**What to work on**
a - In the news passage about the Hun family's business interests, rewrite the stretch from "Curtis Chin, a" through "politically exposed figures." with "openness" in place of "transparency".
b - In the news passage about the Hun family's business interests, what former post did Curtis Chin hold?
c - Pick up the news passage about the Hun family's business interests right after its final sentence and write it onward.

**Text block**
○ ○ ○ ○

However, the report goes on to demand that the companies voluntarily demonstrate that they were awarded licenses and contracts without bias, citing Criminal Code and Anti-Corruption provisions that criminalise the granting of unfair advantages or preferential treatment by the state.
“Given Hun Sen’s history of corruption and the lack of transparency in Cambodia’s opaque public sector, this pattern should raise serious alarm bells,” state the authors.
Curtis Chin, a former US ambassador to the Asian Development Bank, said that while it was important to differentiate between illegal activity and simply leveraging “connections”, the report was a wake-up call for the need for more transparency.
“For Cambodia to grow amidst the greater connectivity and competition that the ASEAN Economic Community might bring, it needs to up its game in terms of corporate governance and transparency,” Chin said.
The anonymous business consultant, however, said that because of Cambodia’s largely deregulated economy, the Hun family’s investments, though large, did not necessarily harm market competition.
Modernisation, he said, meant the private sector was moving away from the patronage system towards smarter business practices, adding many foreign businesses did not want to risk associating themselves with politically exposed figures.
“The more interesting question is how the family accumulated all this wealth” he said, noting previous estimates of the family’s wealth as being in the billions.
Though Global Witness provided right of reply for all family members mentioned in the report, including the prime minster, only Sok Puthyvuth, the husband of the premier’s daughter Hun Maly, responded, conceding that he saw “many issues” and that “good solutions are seldom implemented correctly”.

○ ○ ○ ○

**Supplied information**
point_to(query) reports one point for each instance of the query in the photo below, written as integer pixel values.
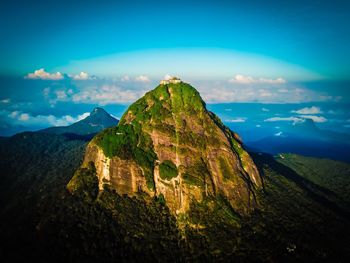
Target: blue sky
(231, 51)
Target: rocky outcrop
(168, 143)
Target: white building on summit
(172, 80)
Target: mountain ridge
(168, 145)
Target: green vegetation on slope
(84, 183)
(167, 170)
(325, 173)
(128, 141)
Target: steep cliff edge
(169, 145)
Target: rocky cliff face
(169, 145)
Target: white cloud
(125, 78)
(23, 117)
(250, 80)
(293, 119)
(278, 134)
(44, 120)
(81, 76)
(315, 118)
(142, 78)
(106, 94)
(298, 119)
(42, 74)
(283, 90)
(308, 110)
(5, 101)
(236, 120)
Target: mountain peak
(168, 145)
(98, 110)
(170, 80)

○ ○ ○ ○

**Solved problems**
a -
Curtis Chin, a former US ambassador to the Asian Development Bank, said that while it was important to differentiate between illegal activity and simply leveraging “connections”, the report was a wake-up call for the need for more openness.
“For Cambodia to grow amidst the greater connectivity and competition that the ASEAN Economic Community might bring, it needs to up its game in terms of corporate governance and openness,” Chin said.
The anonymous business consultant, however, said that because of Cambodia’s largely deregulated economy, the Hun family’s investments, though large, did not necessarily harm market competition.
Modernisation, he said, meant the private sector was moving away from the patronage system towards smarter business practices, adding many foreign businesses did not want to risk associating themselves with politically exposed figures.

b - He was a former US ambassador to the Asian Development Bank.

c -
“I can understand your assumption that I have abused my power to get to where I am today, but I can assure you that I take seriously the challenge of building a responsible and respected private sector group,” wrote Puthyvuth.
Contracts to develop a new building for the Civil Aviation Authority and involvement in the $100 million Phnom Penh International Airport extension held by one of Puthyvuth’s companies, agro-industrial conglomorate Soma Group, were called into question by the report.
Speaking last week with the Post, Puthyvuth, who on July 1 was re-elected as head of the Cambodian Rice Federation, said his ties with the family could influence policy change in a way that was good for the country.
But speaking yesterday, a diplomat, who requested anonymity, said the lack of transparent market structures and the de facto need for high-level backing to effectively protect investments were among the reasons why business people from his country were reluctant to do business on a larger scale in Cambodia.
“When looking at the Cambodian economy, on the surface there seems to be a liberal economy approach. However, business policies frequently are capricious, with vested interests in mind, and there is no institution which ensures fair competition,” they said, via email.
“It is not easy to operate a business under these kind of conditions. Also, a lack of fair competition inevitably distorts the market mechanisms, and the price for this has to be paid by the consumers.”
Though other countries in the region are also plagued by allegations of nepotism and cronyism, author of Hun Sen’s Cambodia Sebastian Strangio said Cambodia had almost no institutions to restrict the dominance of personal relationships over the economy and politics.
“The difference in Cambodia is the extent of the purity of the patronage streams,” Strangio said, via email.
“There’s no clear distinction between business and politics in Cambodia. The phrase ‘conflict of interest’ in Cambodia is in many senses meaningless: why wouldn’t you trade power for economic gain, or vice-versa?”
An earlier version of this story incorrectly reported that Attwood Investment Group holds the exclusive rights to distribute Johnnie Walker, Hennessy and Corona beer in Cambodia. However, the “closely linked” Attwood Import Export Co Ltd is the firm with exclusive rights to sell these products.